Referring expression pointing data
####################

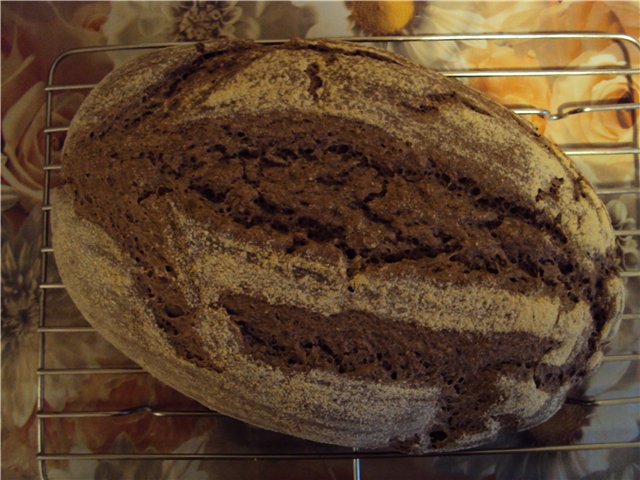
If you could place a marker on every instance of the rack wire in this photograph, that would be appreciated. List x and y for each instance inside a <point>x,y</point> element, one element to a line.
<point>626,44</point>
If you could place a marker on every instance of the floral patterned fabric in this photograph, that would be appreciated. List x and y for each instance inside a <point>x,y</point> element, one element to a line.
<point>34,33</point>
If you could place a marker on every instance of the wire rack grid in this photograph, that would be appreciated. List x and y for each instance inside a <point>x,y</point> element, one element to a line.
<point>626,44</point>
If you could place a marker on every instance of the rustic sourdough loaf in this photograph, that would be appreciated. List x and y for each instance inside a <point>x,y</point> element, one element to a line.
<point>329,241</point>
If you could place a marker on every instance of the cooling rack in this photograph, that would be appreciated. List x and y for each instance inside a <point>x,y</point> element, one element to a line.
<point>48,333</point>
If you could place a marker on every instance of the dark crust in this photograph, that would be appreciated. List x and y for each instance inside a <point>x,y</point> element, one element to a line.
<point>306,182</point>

####################

**WORK REQUIRED:** Every line in the data above needs to be given again exactly, pictures aside.

**SOLUTION FOR THIS EXERCISE:**
If you could place a marker on every instance of the rack wire in this photograph, that would be appreciated. List x and y for each instance inside a <point>x,y</point> element, one element to a line.
<point>626,44</point>
If you could place a marker on every instance of the floral patterned fabric in this photograph, that would be appreciated. List x and y for each instance inside a <point>x,y</point> element, one element to a line.
<point>34,33</point>
If you could place a marker on every instance of the wire rack grid in this photograph, that would be appreciated. List x and y for each instance inside a <point>x,y</point> element, one element to a line.
<point>626,44</point>
If you could place a marker on every instance of the rustic sourdough loaf in this photograph, that would be appreciated. List x and y for each instance inside a <point>x,y</point> element, one element to a line.
<point>329,241</point>
If you could place a marker on every instance of the cooling rack in this photograph, that would be appreciated. List x and y for each instance inside a <point>x,y</point> element, one element to a line.
<point>48,333</point>
If you could place a marker on every instance of the dark crust in this photograph, that would be appreciated. List x and y for each instance inside a <point>x,y</point> element, one element to a line.
<point>306,182</point>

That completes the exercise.